Work to be completed:
What lines of the data below hold "poppy"? Show them.

Given data section start

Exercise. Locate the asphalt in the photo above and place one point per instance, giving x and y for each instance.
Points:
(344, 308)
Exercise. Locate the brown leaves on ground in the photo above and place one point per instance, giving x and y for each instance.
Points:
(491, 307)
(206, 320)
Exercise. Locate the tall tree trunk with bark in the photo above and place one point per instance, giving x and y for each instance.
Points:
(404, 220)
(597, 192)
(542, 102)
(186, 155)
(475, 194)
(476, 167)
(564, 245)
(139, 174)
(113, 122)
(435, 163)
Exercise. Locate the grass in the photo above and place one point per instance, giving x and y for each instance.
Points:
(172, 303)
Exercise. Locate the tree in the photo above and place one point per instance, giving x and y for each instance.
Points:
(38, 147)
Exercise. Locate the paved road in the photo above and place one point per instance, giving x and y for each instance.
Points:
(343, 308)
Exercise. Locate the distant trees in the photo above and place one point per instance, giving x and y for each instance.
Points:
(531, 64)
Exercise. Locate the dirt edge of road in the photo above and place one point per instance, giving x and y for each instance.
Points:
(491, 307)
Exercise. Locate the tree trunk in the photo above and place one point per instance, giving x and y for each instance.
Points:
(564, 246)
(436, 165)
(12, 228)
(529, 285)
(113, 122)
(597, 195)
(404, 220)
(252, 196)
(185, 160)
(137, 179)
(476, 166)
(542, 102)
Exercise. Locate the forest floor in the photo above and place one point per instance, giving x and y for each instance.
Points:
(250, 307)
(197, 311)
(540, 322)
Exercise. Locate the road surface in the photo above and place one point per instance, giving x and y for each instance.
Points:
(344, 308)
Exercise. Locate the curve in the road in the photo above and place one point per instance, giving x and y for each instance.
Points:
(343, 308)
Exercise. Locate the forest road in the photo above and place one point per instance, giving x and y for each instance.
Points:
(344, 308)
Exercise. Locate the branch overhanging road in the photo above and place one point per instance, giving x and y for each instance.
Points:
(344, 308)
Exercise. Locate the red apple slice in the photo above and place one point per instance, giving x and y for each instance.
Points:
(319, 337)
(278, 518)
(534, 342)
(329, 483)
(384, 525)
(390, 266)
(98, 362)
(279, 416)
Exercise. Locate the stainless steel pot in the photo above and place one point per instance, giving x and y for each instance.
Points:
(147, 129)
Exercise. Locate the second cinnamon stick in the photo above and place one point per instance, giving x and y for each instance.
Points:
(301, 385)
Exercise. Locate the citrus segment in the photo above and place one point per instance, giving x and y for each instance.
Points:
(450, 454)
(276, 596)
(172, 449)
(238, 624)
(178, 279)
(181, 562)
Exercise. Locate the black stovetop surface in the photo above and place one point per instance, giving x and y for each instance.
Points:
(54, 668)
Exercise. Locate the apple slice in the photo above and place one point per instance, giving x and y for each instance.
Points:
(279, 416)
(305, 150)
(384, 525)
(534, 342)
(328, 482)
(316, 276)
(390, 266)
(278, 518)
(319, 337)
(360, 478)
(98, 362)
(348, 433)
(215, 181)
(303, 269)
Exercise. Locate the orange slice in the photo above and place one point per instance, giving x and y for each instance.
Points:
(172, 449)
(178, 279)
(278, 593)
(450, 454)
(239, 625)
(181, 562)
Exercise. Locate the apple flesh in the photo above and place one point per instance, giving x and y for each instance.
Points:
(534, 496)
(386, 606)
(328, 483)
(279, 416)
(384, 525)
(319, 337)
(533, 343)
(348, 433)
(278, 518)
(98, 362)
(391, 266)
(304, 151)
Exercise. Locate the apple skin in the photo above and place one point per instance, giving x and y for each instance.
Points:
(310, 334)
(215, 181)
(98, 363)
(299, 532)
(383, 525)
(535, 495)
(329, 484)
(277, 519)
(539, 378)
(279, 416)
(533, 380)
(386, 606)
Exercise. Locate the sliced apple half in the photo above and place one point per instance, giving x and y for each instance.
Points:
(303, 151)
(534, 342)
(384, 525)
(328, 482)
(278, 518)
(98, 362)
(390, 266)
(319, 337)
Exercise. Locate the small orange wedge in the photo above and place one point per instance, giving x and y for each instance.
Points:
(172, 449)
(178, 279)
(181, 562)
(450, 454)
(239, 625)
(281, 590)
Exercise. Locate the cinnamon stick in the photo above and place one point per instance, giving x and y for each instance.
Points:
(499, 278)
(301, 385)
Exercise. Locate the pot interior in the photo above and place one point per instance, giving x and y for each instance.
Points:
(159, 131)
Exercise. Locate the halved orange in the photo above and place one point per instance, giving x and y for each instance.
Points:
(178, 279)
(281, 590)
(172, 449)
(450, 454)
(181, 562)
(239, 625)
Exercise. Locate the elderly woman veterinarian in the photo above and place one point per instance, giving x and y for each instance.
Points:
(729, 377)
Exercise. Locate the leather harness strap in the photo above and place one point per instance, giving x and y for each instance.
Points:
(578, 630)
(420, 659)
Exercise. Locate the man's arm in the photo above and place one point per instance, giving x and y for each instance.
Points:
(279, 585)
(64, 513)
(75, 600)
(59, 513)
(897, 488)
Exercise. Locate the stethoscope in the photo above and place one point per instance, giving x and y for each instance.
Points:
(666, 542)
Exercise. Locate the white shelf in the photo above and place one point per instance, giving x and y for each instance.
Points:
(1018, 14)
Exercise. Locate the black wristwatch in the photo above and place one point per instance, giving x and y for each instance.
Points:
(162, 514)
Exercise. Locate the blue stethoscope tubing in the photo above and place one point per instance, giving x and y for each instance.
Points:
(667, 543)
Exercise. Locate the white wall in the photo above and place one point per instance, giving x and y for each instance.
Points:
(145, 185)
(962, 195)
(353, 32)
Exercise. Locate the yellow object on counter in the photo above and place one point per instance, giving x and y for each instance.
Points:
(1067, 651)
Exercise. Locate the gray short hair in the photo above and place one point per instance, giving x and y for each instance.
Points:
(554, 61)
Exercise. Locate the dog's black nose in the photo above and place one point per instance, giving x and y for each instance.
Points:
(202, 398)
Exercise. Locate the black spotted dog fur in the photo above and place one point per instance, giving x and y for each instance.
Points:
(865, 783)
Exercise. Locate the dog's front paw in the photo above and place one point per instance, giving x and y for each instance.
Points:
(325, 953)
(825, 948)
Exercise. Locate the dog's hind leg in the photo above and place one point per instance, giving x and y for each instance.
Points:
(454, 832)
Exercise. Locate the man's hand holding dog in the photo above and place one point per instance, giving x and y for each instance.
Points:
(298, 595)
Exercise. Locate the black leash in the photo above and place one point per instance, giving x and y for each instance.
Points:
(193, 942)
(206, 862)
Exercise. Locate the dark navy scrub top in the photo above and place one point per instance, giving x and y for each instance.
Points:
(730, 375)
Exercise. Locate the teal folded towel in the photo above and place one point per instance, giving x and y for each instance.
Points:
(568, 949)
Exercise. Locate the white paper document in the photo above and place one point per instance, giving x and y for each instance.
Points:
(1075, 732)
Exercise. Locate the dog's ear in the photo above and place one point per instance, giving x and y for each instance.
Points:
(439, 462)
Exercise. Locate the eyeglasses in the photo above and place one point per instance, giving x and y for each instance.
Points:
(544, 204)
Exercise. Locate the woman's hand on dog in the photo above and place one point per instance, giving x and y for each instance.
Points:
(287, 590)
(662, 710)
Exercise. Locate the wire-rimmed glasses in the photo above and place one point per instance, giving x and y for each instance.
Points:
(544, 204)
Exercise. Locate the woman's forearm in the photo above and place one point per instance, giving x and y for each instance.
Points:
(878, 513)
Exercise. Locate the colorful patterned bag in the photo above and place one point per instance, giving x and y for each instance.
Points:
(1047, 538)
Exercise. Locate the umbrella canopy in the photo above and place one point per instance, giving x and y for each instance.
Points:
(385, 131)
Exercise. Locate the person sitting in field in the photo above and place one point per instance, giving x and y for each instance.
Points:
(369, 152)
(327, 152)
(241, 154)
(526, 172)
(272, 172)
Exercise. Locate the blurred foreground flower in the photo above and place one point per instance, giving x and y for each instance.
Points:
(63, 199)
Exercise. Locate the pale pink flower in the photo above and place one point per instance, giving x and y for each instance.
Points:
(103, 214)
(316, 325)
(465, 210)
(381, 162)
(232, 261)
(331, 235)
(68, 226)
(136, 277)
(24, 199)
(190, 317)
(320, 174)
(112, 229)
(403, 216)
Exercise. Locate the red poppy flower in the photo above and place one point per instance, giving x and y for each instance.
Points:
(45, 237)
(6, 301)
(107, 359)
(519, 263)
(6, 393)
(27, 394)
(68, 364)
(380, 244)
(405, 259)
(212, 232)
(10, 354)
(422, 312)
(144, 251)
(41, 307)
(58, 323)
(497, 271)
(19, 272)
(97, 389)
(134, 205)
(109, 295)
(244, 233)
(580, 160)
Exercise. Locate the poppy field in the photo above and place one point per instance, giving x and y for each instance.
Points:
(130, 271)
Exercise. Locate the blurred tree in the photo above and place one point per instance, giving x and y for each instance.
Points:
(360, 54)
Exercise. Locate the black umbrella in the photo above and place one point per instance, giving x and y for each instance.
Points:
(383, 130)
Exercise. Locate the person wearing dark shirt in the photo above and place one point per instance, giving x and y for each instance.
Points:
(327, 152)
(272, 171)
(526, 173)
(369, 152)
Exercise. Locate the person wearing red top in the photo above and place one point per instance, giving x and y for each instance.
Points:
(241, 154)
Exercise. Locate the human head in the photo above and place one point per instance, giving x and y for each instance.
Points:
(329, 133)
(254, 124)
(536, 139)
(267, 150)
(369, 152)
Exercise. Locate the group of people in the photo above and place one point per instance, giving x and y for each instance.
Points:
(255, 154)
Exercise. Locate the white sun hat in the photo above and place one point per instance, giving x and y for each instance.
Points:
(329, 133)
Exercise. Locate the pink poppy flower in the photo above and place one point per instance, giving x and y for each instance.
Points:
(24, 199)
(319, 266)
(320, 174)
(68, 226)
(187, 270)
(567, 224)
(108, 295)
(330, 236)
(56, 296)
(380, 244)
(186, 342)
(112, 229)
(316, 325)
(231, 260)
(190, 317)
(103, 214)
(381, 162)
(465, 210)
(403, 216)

Given data section end

Response for this exercise:
Exercise. Locate the red poppy flower in the photo above and place one point per instance, giving x and y for each instance.
Exercise. Locate the poppy field in the photo above and place one point per instance, giving x and y for each instance.
Exercise. Locate the pink poppy flower in the photo above and place one point per instance, giving x and y for each instance.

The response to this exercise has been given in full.